Excerpts from a point labeling dataset:

┏━━

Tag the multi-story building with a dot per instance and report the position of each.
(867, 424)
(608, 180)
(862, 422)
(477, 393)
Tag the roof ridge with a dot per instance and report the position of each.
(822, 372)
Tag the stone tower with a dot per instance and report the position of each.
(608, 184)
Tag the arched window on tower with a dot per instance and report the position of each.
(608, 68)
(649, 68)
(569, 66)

┗━━
┏━━

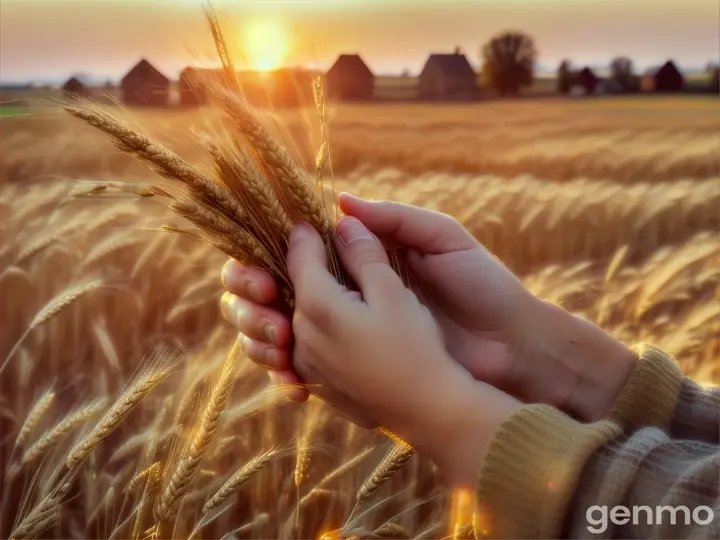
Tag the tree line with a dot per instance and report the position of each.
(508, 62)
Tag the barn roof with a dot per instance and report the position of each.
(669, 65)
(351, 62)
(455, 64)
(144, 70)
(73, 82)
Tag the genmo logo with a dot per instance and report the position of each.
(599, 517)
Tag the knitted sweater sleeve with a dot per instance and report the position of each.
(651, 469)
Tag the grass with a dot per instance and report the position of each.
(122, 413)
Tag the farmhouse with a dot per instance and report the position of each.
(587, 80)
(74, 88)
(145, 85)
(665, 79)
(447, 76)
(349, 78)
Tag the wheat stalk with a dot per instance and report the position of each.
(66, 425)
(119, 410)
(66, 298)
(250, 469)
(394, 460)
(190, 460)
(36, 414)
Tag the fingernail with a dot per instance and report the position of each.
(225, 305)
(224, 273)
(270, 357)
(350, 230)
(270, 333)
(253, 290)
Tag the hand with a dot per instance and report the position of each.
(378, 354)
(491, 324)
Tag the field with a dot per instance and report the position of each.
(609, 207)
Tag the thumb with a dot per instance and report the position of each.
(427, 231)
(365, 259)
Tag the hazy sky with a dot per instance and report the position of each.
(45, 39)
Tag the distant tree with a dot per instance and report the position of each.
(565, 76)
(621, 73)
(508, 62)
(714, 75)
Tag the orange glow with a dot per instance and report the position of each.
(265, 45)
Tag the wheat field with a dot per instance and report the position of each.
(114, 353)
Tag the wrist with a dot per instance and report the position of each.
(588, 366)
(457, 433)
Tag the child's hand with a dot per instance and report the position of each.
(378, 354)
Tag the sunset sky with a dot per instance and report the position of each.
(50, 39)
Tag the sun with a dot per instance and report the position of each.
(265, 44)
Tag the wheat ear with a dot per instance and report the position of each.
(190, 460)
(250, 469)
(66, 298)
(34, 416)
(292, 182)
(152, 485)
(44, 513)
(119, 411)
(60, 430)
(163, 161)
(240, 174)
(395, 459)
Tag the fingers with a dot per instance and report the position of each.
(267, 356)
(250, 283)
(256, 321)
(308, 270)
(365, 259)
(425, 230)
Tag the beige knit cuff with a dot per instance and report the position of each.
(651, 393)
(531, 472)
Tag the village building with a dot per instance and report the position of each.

┗━━

The request:
Copy out, word for word, the lines of the records above from the line containing "Tag the fingers" through the line containing "Tag the village", including both of those lines.

Solution to the exercise:
Tag the fingers with a dot per instance and report the position of each.
(267, 356)
(250, 283)
(256, 321)
(308, 270)
(365, 259)
(425, 230)
Tag the beige knit cuff with a dot per instance and report the position of each.
(651, 393)
(531, 472)
Tag the village building with a dot per instance and report the position of each.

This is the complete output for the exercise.